[SELECTED TEXT]
────────────────

July 16, 2026

Wage Garnishment Exemptions: What Income Is Protected

A creditor sues you, gets a judgment, and suddenly your paycheck shrinks before it even hits your bank account. That's when most people start searching for wage garnishment exemptions , usually after the first smaller check already stung. The good news is that federal and Mississippi law both limit how much a creditor can take, and some income can't be touched at all.

This article answers the question directly: which wages and benefits are protected, how much of your paycheck creditors can legally garnish, and what steps to take if you believe too much is being withheld. We'll walk through federal exemption limits under the Consumer Credit Protection Act, state-specific protections in Mississippi and Tennessee, and categories of income like Social Security and disability benefits that are largely off-limits to most creditors.

────────────────

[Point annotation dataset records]
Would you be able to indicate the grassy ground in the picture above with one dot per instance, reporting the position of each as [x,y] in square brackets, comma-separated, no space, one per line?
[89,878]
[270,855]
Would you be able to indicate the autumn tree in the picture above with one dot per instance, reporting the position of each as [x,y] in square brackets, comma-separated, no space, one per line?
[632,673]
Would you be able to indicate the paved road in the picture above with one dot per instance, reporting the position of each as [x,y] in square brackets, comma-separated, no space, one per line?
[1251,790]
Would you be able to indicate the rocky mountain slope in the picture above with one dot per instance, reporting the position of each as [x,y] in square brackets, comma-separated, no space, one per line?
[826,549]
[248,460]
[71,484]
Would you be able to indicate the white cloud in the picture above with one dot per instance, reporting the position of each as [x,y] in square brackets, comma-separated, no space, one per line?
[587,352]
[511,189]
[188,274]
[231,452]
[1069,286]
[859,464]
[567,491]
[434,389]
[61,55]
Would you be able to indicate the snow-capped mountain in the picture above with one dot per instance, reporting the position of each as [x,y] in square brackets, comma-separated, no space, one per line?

────────────────

[CHALLENGE A] Render this sentence from the wage garnishment article in Spanish: "The good news is that federal and Mississippi law both limit how much a creditor can take, and some income can't be touched at all."
[CHALLENGE B] Carry the wage garnishment article forward from its last sentence.

[TASK RESULT A] La buena noticia es que tanto la ley federal como la de Mississippi limitan cuánto puede quitar un acreedor, y algunos ingresos no se pueden tocar en absoluto.

[TASK RESULT B]
We'll also cover the claim of exemption process , the paperwork courts require, and realistic deadlines for filing before your next paycheck gets hit again. If garnishment is already squeezing your budget, this breakdown gives you the facts to act, whether that means filing an exemption or exploring bankruptcy protection through Mayfield Law Firm to stop collections for good.

Why wage garnishment exemptions matter

The real cost of losing a paycheck

Without limits on garnishment, a single judgment could wipe out most of your take-home pay in one pay period. Federal law steps in specifically to prevent that outcome, capping how much a creditor can pull from your wages so you still have enough left to cover rent, utilities, and groceries. If you've ever opened a paycheck stub and seen a chunk missing, you already know how fast that gap turns into missed bills or a bounced payment.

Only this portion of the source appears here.